# [Your objective]
Retype the records exactly, with nothing added or dropped.

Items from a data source

====

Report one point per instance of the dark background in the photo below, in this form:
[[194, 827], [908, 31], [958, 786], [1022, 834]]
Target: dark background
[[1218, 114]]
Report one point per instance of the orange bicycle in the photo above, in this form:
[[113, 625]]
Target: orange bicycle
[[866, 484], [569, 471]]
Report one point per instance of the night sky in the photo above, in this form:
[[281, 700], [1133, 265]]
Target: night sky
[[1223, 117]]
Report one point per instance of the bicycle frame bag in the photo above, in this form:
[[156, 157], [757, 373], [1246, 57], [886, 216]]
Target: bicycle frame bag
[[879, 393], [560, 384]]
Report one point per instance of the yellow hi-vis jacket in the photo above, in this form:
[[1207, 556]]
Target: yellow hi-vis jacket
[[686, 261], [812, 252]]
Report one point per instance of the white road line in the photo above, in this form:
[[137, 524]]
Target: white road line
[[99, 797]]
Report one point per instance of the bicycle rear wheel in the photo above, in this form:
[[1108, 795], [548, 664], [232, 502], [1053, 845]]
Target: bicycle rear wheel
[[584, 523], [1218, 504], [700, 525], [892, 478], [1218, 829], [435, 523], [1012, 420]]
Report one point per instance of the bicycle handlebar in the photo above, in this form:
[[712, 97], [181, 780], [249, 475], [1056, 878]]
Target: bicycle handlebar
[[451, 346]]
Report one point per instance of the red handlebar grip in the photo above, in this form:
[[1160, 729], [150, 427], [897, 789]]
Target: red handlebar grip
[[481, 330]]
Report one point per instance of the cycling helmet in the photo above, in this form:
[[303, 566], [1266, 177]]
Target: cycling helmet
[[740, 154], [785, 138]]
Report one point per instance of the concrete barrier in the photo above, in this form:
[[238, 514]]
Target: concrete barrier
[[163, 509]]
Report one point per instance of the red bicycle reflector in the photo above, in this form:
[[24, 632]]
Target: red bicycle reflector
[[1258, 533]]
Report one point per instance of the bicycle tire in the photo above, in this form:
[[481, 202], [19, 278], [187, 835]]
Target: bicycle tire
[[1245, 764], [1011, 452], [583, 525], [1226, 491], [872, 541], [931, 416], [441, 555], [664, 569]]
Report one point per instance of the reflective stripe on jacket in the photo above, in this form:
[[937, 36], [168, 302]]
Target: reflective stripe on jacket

====

# [Response to the exercise]
Report one point per instance of the dark background in the photo below, in this form:
[[194, 827], [908, 31], [958, 786], [1022, 834]]
Target: dark background
[[1218, 114]]
Report one point per instance of the orange bicycle in the photo above, in this form:
[[113, 625]]
Target: orange bicycle
[[866, 484], [569, 471]]
Report one point per instance of the night sky in the photo above, in this form:
[[281, 700], [1133, 265]]
Target: night sky
[[1223, 117]]
Report one point per instance of the bicycle frame bag in the photo above, in this form:
[[156, 157], [757, 373], [1246, 57], [886, 216]]
Target: bicycle frame bag
[[879, 393], [560, 384]]
Report one point per instance of the yellow hi-vis jacket in the photo above, in this form:
[[1207, 556]]
Target: yellow hi-vis jacket
[[686, 261], [812, 252]]
Report one point per instance of the white road line in the photo above, in this form:
[[137, 524]]
Target: white road line
[[99, 797]]
Report one point per instance of the bicycle rear wheel in the photo above, in this form:
[[1108, 795], [548, 664], [232, 502], [1053, 845]]
Target: bicycle rear wheel
[[584, 523], [1218, 504], [700, 525], [892, 478], [1218, 829], [435, 523], [1012, 420]]
Report one point per instance of the bicycle handlebar in the photo above, in this form:
[[712, 97], [181, 780], [249, 475], [1056, 878]]
Target: bicycle handlebar
[[451, 346]]
Report one point per instance of the red handlebar grip in the photo above, in this form:
[[1160, 729], [150, 427], [897, 789]]
Target: red handlebar grip
[[481, 330]]
Report one point per instance of the cycling helmet in the photo above, in this form:
[[303, 566], [1266, 177]]
Target: cycling helmet
[[740, 154], [785, 138]]
Report one point per instance of the concrete barrier in the photo above, in this form:
[[238, 514]]
Target: concrete barrier
[[163, 509]]
Report one point per instance of the red bicycle reflector in the photo above, in this form:
[[24, 632]]
Target: red bicycle reflector
[[1258, 533]]
Report one point per instance of the bicycle tire in the photo above, in this form:
[[481, 202], [19, 278], [187, 835]]
Target: bicycle tire
[[1245, 764], [1011, 452], [583, 525], [1226, 491], [872, 541], [931, 416], [441, 555], [664, 569]]
Report one point per instance of the reflective stripe on jacket in the photo above, in this form:
[[937, 36], [168, 302]]
Target: reflective stripe on jacket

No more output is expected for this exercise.